> Текст для чтения:
---
Нет необходимости лишний раз говорить о мужестве и убежденности Тёрнера, которые позволили ему написать такую картину в 1830-х годах. И эта картина – не результат безответственности, не работа безумного англичанина, фигуры весьма популярной в XIX веке. В этих картинах Тёрнер отлично знал, что делает. Теория цвета занимала его мысли с тех пор, как он перестал раскрашивать топографические виды, и не случайно, что одну из его величайших картин, «Баттермир с радугой» (1797–1798), в каталоге Академии сопровождает пространная цитата из «Времен года» Томсона, предвосхищающая теории импрессионистов:
Из облака восточного, что землю
Объемлет, время – главное в году —
Нацелило бесплотный лук: и каждый
Оттенок спектра, точной чередой
Сменяясь, угасает на закате.
Здесь тучи, загораживая солнце,
Твою, о Ньютон, образуют призму:
Для взора умудренного являя
Различные переплетенья красок,
Где белое смешение скрывает
И фиолетовый, и красный цвет[62].
---
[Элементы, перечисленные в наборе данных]
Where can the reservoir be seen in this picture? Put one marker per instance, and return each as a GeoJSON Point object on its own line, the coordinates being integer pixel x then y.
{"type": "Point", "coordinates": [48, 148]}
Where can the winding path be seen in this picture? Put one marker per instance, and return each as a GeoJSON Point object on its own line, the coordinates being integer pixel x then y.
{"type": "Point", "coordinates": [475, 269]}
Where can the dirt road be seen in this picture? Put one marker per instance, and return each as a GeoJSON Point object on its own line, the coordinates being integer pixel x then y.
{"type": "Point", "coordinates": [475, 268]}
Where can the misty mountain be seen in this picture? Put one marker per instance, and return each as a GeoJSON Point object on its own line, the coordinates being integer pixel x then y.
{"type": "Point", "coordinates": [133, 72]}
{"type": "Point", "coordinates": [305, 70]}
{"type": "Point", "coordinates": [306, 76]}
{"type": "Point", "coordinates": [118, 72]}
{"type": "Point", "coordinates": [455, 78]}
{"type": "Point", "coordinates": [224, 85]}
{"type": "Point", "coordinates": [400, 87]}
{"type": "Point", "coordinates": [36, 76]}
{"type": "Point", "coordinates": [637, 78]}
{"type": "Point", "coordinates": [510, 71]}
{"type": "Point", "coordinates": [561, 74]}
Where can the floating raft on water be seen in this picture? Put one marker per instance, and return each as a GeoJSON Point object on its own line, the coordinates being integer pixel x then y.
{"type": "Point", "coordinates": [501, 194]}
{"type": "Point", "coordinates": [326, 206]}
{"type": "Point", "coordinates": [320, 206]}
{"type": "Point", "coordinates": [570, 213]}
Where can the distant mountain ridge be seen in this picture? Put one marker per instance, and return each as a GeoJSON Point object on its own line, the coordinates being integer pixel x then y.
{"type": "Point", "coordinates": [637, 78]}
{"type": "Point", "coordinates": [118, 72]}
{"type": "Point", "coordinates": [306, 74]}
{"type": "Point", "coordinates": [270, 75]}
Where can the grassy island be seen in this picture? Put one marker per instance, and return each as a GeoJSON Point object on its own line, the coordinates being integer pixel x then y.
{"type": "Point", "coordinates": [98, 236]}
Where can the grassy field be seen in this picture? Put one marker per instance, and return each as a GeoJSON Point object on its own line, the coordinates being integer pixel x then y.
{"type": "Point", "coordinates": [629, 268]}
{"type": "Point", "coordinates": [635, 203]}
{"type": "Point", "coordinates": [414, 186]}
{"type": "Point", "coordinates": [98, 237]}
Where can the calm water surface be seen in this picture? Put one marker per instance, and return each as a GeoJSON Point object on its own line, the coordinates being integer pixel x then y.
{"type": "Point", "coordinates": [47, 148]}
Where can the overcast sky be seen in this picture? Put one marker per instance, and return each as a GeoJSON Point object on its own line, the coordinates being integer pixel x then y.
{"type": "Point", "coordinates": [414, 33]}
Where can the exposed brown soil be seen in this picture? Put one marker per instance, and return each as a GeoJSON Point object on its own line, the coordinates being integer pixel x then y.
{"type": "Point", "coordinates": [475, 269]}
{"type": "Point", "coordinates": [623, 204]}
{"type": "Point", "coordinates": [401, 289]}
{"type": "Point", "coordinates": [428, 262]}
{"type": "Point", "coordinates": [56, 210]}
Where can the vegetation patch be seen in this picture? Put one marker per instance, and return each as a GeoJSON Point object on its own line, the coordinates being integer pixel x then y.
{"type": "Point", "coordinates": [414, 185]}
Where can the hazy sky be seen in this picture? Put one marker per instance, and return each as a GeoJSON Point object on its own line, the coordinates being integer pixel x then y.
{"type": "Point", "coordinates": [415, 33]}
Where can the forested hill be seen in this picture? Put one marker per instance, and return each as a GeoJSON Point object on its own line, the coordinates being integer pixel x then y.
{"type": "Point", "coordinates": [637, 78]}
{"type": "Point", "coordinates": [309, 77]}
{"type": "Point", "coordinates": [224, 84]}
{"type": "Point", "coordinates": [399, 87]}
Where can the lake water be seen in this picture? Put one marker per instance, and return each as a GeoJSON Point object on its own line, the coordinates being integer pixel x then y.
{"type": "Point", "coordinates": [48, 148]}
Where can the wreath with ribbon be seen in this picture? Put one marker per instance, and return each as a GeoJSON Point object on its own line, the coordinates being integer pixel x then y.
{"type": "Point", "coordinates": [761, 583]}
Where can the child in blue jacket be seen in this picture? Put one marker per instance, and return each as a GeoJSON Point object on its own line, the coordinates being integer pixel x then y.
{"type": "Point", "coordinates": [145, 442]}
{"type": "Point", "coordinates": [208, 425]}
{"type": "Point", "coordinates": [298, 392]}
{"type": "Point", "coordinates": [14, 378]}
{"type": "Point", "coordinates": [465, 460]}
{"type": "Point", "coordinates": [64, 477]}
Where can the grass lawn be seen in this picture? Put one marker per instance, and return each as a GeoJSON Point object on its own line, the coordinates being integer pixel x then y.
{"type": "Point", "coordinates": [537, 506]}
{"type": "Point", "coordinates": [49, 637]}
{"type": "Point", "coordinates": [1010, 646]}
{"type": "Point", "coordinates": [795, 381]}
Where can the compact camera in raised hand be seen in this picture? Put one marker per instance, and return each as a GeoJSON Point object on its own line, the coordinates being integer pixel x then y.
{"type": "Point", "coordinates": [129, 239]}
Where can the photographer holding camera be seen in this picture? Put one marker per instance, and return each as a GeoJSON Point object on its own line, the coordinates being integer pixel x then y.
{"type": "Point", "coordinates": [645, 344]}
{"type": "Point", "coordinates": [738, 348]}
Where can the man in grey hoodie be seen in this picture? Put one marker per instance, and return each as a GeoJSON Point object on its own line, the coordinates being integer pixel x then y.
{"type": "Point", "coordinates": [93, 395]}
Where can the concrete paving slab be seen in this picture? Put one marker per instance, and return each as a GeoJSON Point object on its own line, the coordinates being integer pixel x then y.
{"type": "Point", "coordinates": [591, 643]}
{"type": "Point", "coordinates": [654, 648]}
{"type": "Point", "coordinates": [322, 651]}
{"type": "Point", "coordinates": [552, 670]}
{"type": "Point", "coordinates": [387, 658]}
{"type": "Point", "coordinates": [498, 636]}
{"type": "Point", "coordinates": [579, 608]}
---
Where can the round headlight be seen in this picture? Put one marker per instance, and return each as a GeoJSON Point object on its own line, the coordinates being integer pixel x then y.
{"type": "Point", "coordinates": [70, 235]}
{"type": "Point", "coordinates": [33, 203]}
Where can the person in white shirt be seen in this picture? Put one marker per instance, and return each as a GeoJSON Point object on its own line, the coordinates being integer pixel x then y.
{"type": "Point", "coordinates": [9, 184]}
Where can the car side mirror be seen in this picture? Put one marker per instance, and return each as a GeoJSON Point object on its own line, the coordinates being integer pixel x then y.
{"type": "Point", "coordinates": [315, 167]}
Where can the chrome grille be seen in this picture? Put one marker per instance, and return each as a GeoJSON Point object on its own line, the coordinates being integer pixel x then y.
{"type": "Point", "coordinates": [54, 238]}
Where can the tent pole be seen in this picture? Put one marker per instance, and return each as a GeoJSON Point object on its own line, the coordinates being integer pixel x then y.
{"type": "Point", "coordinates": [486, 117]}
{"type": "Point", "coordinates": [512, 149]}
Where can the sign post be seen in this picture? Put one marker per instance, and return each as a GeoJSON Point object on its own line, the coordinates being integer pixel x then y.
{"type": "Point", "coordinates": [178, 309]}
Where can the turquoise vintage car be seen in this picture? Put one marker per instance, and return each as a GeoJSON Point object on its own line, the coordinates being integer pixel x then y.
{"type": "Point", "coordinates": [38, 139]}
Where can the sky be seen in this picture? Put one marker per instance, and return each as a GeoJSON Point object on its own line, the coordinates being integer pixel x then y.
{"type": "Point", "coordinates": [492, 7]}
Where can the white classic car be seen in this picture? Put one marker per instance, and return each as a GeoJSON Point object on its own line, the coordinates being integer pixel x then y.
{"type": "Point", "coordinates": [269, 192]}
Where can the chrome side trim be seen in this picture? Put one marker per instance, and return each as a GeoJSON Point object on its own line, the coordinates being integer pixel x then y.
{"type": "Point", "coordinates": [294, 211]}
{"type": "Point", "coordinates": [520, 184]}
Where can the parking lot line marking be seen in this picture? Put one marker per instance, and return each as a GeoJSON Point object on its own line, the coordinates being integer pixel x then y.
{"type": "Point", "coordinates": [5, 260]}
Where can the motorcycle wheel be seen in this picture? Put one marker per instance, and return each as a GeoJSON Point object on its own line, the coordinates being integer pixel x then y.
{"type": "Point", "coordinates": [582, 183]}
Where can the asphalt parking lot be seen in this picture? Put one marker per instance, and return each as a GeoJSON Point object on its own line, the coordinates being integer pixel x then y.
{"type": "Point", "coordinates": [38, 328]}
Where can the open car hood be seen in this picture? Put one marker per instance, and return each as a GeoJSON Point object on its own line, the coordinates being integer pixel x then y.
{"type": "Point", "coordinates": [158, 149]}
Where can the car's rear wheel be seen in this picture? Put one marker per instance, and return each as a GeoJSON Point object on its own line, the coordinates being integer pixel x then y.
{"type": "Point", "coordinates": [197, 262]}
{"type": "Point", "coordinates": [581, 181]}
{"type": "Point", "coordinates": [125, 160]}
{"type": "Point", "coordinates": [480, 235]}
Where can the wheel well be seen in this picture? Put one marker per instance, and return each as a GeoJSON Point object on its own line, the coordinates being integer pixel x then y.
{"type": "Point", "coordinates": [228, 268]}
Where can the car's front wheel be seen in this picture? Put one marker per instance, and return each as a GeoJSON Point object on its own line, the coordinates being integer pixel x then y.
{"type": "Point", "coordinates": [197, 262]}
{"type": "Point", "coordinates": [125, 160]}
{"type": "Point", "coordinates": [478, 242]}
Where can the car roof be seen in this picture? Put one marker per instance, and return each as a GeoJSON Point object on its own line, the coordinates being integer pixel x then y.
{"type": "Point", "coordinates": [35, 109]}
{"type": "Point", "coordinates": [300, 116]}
---
> Задание:
Ответьте по тексту для чтения:
1. В каком десятилетии, по словам автора, Тёрнеру хватило мужества написать такую картину?
2. Какие годы указаны для картины «Баттермир с радугой»?
3. К кому обращены строки цитаты, где упоминается призма?
Отвечайте, опираясь только на текст для чтения.

> Выполненное задание:
1. В 1830-х годах.
2. 1797–1798.
3. К Ньютону.